— BEGIN —

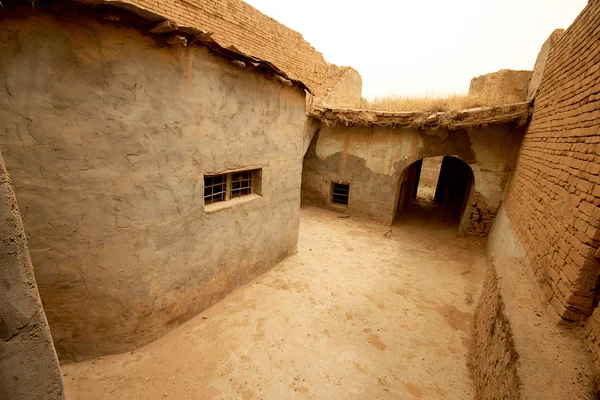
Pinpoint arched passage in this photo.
[396,156,474,231]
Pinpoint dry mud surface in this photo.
[62,207,486,400]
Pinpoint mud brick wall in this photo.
[506,1,600,321]
[99,0,362,107]
[0,149,65,400]
[467,193,498,236]
[470,266,521,400]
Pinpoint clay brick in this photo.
[506,1,600,320]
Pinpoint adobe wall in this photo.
[527,29,565,100]
[302,124,521,235]
[469,253,597,400]
[506,1,600,321]
[80,0,362,107]
[469,69,532,104]
[322,67,362,108]
[0,149,64,400]
[0,4,310,360]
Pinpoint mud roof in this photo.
[309,102,533,129]
[0,0,312,93]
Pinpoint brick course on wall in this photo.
[102,0,362,107]
[506,1,600,320]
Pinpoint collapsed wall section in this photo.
[0,3,306,361]
[506,1,600,321]
[0,150,64,400]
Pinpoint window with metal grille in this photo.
[331,182,350,205]
[204,169,262,205]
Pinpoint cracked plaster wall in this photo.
[0,9,310,361]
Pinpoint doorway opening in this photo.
[396,156,474,230]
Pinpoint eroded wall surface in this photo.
[506,1,600,321]
[302,124,521,235]
[469,69,532,104]
[0,154,64,400]
[81,0,362,107]
[0,4,307,360]
[322,67,362,108]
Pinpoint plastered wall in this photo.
[0,154,64,400]
[82,0,362,107]
[0,4,310,361]
[506,1,600,321]
[302,124,521,235]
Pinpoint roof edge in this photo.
[72,0,313,94]
[309,102,533,130]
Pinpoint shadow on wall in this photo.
[395,156,475,234]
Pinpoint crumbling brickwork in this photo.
[469,69,532,104]
[101,0,362,107]
[507,1,600,320]
[467,193,498,236]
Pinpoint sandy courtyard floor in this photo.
[63,207,485,400]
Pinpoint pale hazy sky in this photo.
[245,0,587,98]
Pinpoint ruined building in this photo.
[0,0,600,400]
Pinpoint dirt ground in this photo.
[62,207,486,400]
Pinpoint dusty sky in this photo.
[245,0,587,98]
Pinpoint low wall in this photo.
[469,69,532,104]
[470,267,521,400]
[469,253,597,400]
[302,123,521,235]
[470,206,597,400]
[0,3,308,361]
[0,154,64,400]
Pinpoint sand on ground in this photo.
[62,207,486,400]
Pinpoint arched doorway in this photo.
[396,156,474,231]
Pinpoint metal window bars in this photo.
[204,170,255,205]
[331,182,350,205]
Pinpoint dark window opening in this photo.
[204,169,262,205]
[204,175,227,204]
[331,183,350,205]
[231,171,252,199]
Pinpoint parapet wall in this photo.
[506,1,600,321]
[85,0,362,107]
[469,69,532,104]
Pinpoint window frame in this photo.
[203,167,262,211]
[330,181,351,207]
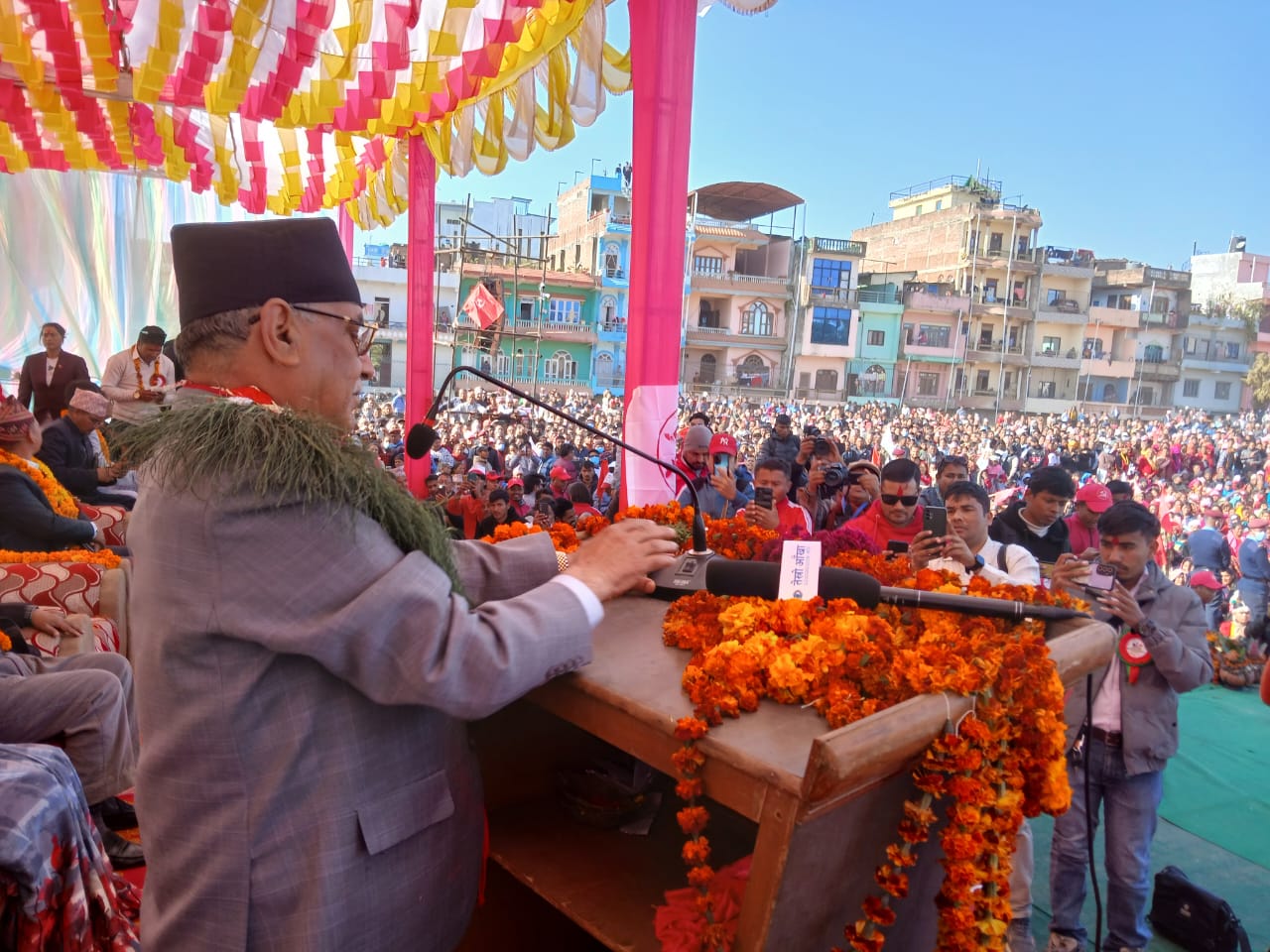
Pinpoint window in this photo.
[693,255,722,274]
[740,300,772,337]
[860,363,889,396]
[736,354,771,387]
[812,307,851,346]
[917,323,952,346]
[548,298,581,323]
[595,350,613,384]
[816,371,838,393]
[812,258,851,291]
[543,350,577,380]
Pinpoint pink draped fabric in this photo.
[405,136,437,508]
[622,0,698,505]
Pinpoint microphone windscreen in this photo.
[706,556,881,608]
[405,422,437,459]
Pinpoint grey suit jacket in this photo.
[128,476,590,952]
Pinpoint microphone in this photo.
[706,557,1089,621]
[405,364,713,600]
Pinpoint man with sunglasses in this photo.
[128,218,679,952]
[917,454,970,508]
[843,457,922,552]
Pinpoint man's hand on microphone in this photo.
[567,520,680,602]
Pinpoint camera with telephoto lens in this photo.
[821,463,847,499]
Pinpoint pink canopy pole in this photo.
[622,0,698,505]
[405,136,437,508]
[337,202,353,264]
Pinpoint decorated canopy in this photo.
[0,0,630,227]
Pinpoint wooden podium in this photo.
[463,598,1114,952]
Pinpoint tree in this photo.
[1247,354,1270,410]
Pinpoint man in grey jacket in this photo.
[1049,503,1212,952]
[128,218,677,952]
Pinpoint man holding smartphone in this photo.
[908,480,1040,585]
[1049,503,1212,952]
[679,432,749,520]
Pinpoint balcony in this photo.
[693,268,789,298]
[904,291,970,313]
[1081,307,1138,330]
[808,287,860,307]
[966,339,1028,364]
[1031,346,1080,371]
[1080,354,1138,380]
[1133,357,1183,381]
[811,237,869,258]
[899,337,965,363]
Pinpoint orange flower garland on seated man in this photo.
[0,396,101,551]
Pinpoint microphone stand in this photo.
[407,364,713,600]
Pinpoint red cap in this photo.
[1076,482,1115,513]
[1190,568,1225,591]
[710,432,736,456]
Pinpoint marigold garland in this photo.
[0,449,78,520]
[663,571,1072,952]
[0,548,123,568]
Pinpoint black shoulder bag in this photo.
[1151,866,1251,952]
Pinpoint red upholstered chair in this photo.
[78,503,128,545]
[0,559,128,656]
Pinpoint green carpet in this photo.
[1031,686,1270,952]
[1160,685,1270,866]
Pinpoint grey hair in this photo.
[173,307,260,367]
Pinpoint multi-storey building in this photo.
[680,181,803,395]
[790,237,868,401]
[1192,243,1270,363]
[435,251,598,393]
[1079,258,1194,416]
[548,176,631,395]
[852,177,1042,410]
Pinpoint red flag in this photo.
[463,282,504,330]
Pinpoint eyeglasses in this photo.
[248,302,378,357]
[291,304,378,357]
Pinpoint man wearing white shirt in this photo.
[908,481,1040,585]
[908,480,1040,952]
[101,325,177,422]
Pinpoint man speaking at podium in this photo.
[128,218,676,952]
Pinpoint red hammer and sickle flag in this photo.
[463,282,503,330]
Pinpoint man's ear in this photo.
[258,298,304,367]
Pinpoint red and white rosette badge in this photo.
[1116,631,1151,684]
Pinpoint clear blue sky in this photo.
[358,0,1270,267]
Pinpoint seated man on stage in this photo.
[0,602,145,867]
[36,381,135,509]
[126,217,679,952]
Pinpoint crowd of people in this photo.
[0,242,1270,952]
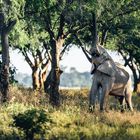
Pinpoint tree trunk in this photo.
[0,30,10,102]
[49,39,64,106]
[32,67,40,90]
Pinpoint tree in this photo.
[0,0,20,102]
[25,0,88,106]
[11,20,50,90]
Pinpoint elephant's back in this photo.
[115,63,130,84]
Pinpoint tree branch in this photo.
[57,13,65,39]
[75,34,92,63]
[5,20,16,33]
[21,50,34,69]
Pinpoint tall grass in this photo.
[0,87,140,140]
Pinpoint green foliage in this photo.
[14,109,51,138]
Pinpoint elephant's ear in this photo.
[97,60,115,76]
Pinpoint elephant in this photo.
[89,45,133,111]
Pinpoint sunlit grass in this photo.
[0,87,140,140]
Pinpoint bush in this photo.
[14,109,51,140]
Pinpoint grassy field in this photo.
[0,87,140,140]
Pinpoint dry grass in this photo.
[0,87,140,140]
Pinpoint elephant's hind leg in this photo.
[118,96,125,112]
[89,80,98,111]
[125,93,133,111]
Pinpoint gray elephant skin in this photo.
[89,45,133,111]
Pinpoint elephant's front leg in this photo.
[89,78,98,111]
[100,75,114,111]
[100,88,109,111]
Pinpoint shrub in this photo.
[14,109,51,140]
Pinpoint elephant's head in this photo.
[90,45,116,76]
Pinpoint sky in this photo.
[10,46,123,74]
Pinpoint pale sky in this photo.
[10,46,123,74]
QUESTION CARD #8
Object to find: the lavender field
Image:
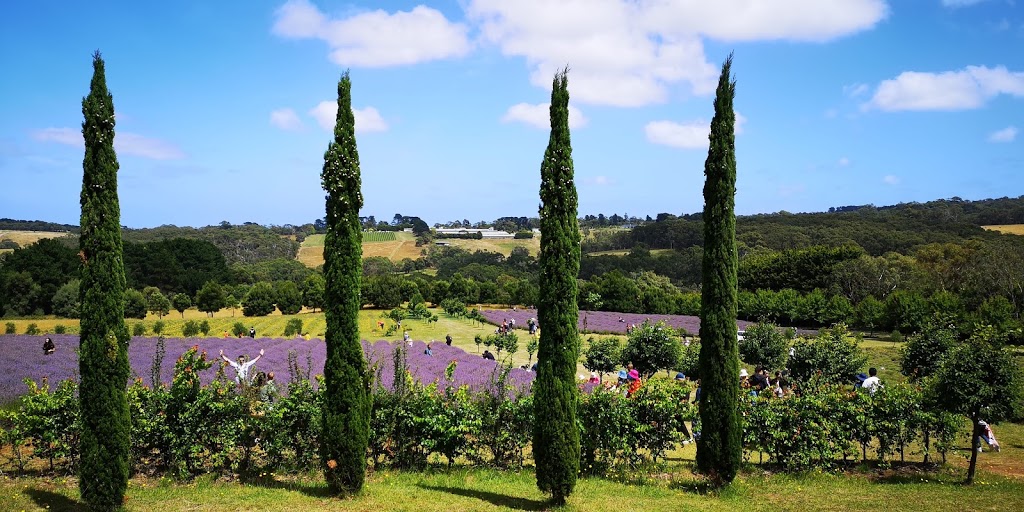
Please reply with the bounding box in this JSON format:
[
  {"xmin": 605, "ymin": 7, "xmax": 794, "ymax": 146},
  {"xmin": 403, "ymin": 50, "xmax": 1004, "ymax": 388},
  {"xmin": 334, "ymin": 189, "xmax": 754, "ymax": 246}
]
[
  {"xmin": 0, "ymin": 335, "xmax": 534, "ymax": 403},
  {"xmin": 480, "ymin": 309, "xmax": 752, "ymax": 336}
]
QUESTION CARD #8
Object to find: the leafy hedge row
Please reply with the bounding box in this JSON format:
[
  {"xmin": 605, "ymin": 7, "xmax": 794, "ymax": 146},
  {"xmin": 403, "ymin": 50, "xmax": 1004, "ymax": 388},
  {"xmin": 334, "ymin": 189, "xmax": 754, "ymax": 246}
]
[{"xmin": 0, "ymin": 347, "xmax": 967, "ymax": 478}]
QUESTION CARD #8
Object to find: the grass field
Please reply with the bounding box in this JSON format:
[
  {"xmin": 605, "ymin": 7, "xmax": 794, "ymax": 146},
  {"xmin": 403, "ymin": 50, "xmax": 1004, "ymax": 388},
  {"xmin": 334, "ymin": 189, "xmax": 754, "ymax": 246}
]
[
  {"xmin": 0, "ymin": 229, "xmax": 68, "ymax": 254},
  {"xmin": 0, "ymin": 446, "xmax": 1024, "ymax": 512},
  {"xmin": 981, "ymin": 224, "xmax": 1024, "ymax": 234},
  {"xmin": 296, "ymin": 231, "xmax": 541, "ymax": 268}
]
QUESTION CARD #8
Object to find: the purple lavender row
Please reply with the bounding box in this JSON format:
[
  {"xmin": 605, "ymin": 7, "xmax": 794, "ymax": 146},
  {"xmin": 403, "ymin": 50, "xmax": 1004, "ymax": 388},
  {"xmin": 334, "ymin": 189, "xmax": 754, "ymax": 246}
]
[
  {"xmin": 0, "ymin": 335, "xmax": 534, "ymax": 403},
  {"xmin": 480, "ymin": 309, "xmax": 752, "ymax": 336}
]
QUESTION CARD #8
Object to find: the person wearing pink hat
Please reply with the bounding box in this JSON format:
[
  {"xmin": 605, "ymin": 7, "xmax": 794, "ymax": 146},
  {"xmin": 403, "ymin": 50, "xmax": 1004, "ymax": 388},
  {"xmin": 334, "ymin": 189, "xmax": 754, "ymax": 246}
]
[{"xmin": 626, "ymin": 369, "xmax": 643, "ymax": 398}]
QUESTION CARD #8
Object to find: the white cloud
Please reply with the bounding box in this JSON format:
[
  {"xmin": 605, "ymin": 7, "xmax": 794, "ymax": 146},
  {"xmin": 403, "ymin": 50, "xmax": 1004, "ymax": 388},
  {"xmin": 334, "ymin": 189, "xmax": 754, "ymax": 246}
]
[
  {"xmin": 502, "ymin": 103, "xmax": 587, "ymax": 130},
  {"xmin": 309, "ymin": 101, "xmax": 388, "ymax": 133},
  {"xmin": 270, "ymin": 109, "xmax": 304, "ymax": 131},
  {"xmin": 862, "ymin": 66, "xmax": 1024, "ymax": 112},
  {"xmin": 843, "ymin": 83, "xmax": 870, "ymax": 97},
  {"xmin": 643, "ymin": 112, "xmax": 746, "ymax": 150},
  {"xmin": 942, "ymin": 0, "xmax": 985, "ymax": 9},
  {"xmin": 271, "ymin": 0, "xmax": 470, "ymax": 68},
  {"xmin": 988, "ymin": 126, "xmax": 1017, "ymax": 142},
  {"xmin": 32, "ymin": 128, "xmax": 185, "ymax": 160},
  {"xmin": 466, "ymin": 0, "xmax": 888, "ymax": 106}
]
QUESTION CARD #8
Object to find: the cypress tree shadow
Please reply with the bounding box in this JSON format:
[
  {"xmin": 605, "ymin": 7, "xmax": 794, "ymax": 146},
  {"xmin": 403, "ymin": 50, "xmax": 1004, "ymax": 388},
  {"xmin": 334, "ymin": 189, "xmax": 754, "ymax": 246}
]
[
  {"xmin": 242, "ymin": 476, "xmax": 336, "ymax": 498},
  {"xmin": 24, "ymin": 488, "xmax": 80, "ymax": 512},
  {"xmin": 417, "ymin": 483, "xmax": 554, "ymax": 510}
]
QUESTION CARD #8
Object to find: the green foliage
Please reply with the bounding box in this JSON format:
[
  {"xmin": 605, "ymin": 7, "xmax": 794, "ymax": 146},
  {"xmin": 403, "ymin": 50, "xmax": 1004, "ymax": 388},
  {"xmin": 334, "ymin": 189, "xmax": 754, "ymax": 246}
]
[
  {"xmin": 273, "ymin": 281, "xmax": 302, "ymax": 314},
  {"xmin": 124, "ymin": 289, "xmax": 146, "ymax": 319},
  {"xmin": 171, "ymin": 293, "xmax": 191, "ymax": 318},
  {"xmin": 196, "ymin": 281, "xmax": 227, "ymax": 316},
  {"xmin": 79, "ymin": 51, "xmax": 132, "ymax": 510},
  {"xmin": 302, "ymin": 273, "xmax": 326, "ymax": 311},
  {"xmin": 739, "ymin": 322, "xmax": 790, "ymax": 370},
  {"xmin": 142, "ymin": 287, "xmax": 171, "ymax": 318},
  {"xmin": 899, "ymin": 323, "xmax": 956, "ymax": 381},
  {"xmin": 285, "ymin": 318, "xmax": 302, "ymax": 336},
  {"xmin": 319, "ymin": 71, "xmax": 372, "ymax": 494},
  {"xmin": 532, "ymin": 70, "xmax": 581, "ymax": 505},
  {"xmin": 583, "ymin": 336, "xmax": 623, "ymax": 380},
  {"xmin": 696, "ymin": 54, "xmax": 742, "ymax": 484},
  {"xmin": 53, "ymin": 280, "xmax": 81, "ymax": 318},
  {"xmin": 181, "ymin": 319, "xmax": 199, "ymax": 338},
  {"xmin": 788, "ymin": 324, "xmax": 867, "ymax": 384},
  {"xmin": 620, "ymin": 322, "xmax": 683, "ymax": 378},
  {"xmin": 242, "ymin": 281, "xmax": 275, "ymax": 316}
]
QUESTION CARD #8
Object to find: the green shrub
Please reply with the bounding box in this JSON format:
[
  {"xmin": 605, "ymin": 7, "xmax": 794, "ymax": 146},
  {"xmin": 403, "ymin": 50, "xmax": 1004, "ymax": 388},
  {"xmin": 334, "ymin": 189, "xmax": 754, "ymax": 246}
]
[
  {"xmin": 181, "ymin": 321, "xmax": 199, "ymax": 338},
  {"xmin": 285, "ymin": 318, "xmax": 302, "ymax": 336}
]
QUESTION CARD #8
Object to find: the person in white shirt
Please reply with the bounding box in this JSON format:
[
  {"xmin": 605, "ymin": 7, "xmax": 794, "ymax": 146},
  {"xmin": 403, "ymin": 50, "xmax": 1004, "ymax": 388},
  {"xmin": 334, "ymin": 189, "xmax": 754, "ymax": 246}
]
[
  {"xmin": 861, "ymin": 368, "xmax": 882, "ymax": 394},
  {"xmin": 220, "ymin": 348, "xmax": 263, "ymax": 384}
]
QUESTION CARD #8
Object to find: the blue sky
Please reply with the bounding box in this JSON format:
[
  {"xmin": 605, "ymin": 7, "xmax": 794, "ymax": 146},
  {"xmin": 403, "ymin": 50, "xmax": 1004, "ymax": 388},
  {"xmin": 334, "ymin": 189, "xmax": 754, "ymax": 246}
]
[{"xmin": 0, "ymin": 0, "xmax": 1024, "ymax": 227}]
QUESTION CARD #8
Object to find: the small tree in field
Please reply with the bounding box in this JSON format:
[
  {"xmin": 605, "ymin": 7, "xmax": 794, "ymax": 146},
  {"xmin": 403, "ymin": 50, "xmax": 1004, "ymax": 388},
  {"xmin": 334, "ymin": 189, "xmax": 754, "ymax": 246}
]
[
  {"xmin": 739, "ymin": 322, "xmax": 790, "ymax": 370},
  {"xmin": 171, "ymin": 293, "xmax": 191, "ymax": 318},
  {"xmin": 583, "ymin": 336, "xmax": 623, "ymax": 381},
  {"xmin": 621, "ymin": 322, "xmax": 683, "ymax": 378},
  {"xmin": 930, "ymin": 327, "xmax": 1022, "ymax": 483}
]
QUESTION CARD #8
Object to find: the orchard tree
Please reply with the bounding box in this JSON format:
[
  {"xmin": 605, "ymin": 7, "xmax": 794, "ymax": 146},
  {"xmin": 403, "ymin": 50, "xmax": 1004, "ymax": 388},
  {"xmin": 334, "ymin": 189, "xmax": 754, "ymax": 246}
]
[
  {"xmin": 583, "ymin": 336, "xmax": 623, "ymax": 381},
  {"xmin": 302, "ymin": 273, "xmax": 326, "ymax": 312},
  {"xmin": 739, "ymin": 322, "xmax": 790, "ymax": 370},
  {"xmin": 319, "ymin": 71, "xmax": 371, "ymax": 494},
  {"xmin": 124, "ymin": 288, "xmax": 145, "ymax": 319},
  {"xmin": 696, "ymin": 54, "xmax": 743, "ymax": 485},
  {"xmin": 621, "ymin": 322, "xmax": 683, "ymax": 378},
  {"xmin": 196, "ymin": 281, "xmax": 224, "ymax": 316},
  {"xmin": 532, "ymin": 69, "xmax": 581, "ymax": 505},
  {"xmin": 930, "ymin": 327, "xmax": 1024, "ymax": 483},
  {"xmin": 273, "ymin": 281, "xmax": 302, "ymax": 314},
  {"xmin": 171, "ymin": 293, "xmax": 191, "ymax": 318},
  {"xmin": 78, "ymin": 51, "xmax": 130, "ymax": 510},
  {"xmin": 242, "ymin": 281, "xmax": 275, "ymax": 316}
]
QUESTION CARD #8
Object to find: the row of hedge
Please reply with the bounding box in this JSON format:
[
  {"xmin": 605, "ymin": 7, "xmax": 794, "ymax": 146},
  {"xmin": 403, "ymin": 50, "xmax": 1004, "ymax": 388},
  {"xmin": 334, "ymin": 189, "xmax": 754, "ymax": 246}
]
[{"xmin": 0, "ymin": 347, "xmax": 964, "ymax": 478}]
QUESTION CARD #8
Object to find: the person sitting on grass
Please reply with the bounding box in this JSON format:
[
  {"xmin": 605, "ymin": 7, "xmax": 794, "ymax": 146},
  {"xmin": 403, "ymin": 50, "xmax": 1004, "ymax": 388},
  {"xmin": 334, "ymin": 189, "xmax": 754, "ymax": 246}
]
[{"xmin": 220, "ymin": 348, "xmax": 263, "ymax": 384}]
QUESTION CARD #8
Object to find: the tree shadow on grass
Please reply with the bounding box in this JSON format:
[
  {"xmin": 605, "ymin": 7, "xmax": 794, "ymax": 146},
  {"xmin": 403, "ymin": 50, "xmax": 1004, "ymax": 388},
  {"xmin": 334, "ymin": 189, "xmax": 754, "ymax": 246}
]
[
  {"xmin": 241, "ymin": 475, "xmax": 335, "ymax": 499},
  {"xmin": 417, "ymin": 483, "xmax": 554, "ymax": 510},
  {"xmin": 25, "ymin": 488, "xmax": 80, "ymax": 512}
]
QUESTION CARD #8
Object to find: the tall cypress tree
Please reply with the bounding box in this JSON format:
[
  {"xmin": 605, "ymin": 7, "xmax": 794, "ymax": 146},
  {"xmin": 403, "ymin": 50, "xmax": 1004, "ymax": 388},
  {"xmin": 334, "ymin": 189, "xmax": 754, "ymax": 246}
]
[
  {"xmin": 697, "ymin": 54, "xmax": 742, "ymax": 484},
  {"xmin": 321, "ymin": 71, "xmax": 371, "ymax": 494},
  {"xmin": 534, "ymin": 70, "xmax": 580, "ymax": 504},
  {"xmin": 79, "ymin": 51, "xmax": 131, "ymax": 510}
]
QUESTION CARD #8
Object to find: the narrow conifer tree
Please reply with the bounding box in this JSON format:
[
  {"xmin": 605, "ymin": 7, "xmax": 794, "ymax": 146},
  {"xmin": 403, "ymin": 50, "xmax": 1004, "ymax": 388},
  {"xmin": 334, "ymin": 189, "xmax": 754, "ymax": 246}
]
[
  {"xmin": 321, "ymin": 71, "xmax": 371, "ymax": 494},
  {"xmin": 534, "ymin": 70, "xmax": 580, "ymax": 505},
  {"xmin": 79, "ymin": 51, "xmax": 131, "ymax": 510},
  {"xmin": 697, "ymin": 54, "xmax": 742, "ymax": 485}
]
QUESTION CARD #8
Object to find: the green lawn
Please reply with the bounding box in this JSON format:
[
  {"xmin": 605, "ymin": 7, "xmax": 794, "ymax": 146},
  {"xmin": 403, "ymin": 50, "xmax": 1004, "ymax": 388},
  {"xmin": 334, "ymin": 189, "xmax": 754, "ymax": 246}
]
[{"xmin": 0, "ymin": 463, "xmax": 1024, "ymax": 512}]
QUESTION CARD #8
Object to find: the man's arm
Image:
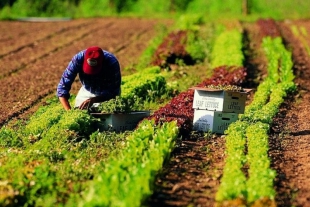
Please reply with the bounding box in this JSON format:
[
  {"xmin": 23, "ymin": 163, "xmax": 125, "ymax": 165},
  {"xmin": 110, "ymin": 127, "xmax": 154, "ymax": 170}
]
[
  {"xmin": 57, "ymin": 52, "xmax": 83, "ymax": 110},
  {"xmin": 59, "ymin": 97, "xmax": 71, "ymax": 110}
]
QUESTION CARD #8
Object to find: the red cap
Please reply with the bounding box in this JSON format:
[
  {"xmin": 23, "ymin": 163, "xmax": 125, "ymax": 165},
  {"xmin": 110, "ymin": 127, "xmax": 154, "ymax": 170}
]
[{"xmin": 83, "ymin": 46, "xmax": 103, "ymax": 75}]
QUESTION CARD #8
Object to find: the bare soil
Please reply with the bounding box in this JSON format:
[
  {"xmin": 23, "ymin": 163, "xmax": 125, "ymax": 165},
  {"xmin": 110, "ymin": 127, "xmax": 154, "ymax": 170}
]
[{"xmin": 0, "ymin": 18, "xmax": 310, "ymax": 207}]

— END —

» **What the task requires**
Rewrite the stretch from the line containing "Pinpoint red flag in this photo." through the line containing "[463,282,503,330]", both included, with every row's text kept. Shift each bounding-box coordinate in the answers by -64.

» **Result of the exercise**
Pinpoint red flag in this photo.
[399,218,440,266]
Pinpoint eyeglasses in this photo.
[184,238,314,293]
[227,240,314,293]
Pinpoint man wearing white shirt in this photo.
[844,417,976,521]
[844,416,976,888]
[37,261,113,358]
Pinpoint man speaking at podium in this photo.
[64,154,612,888]
Pinpoint red hammer and sickle flag in this photo.
[399,218,439,266]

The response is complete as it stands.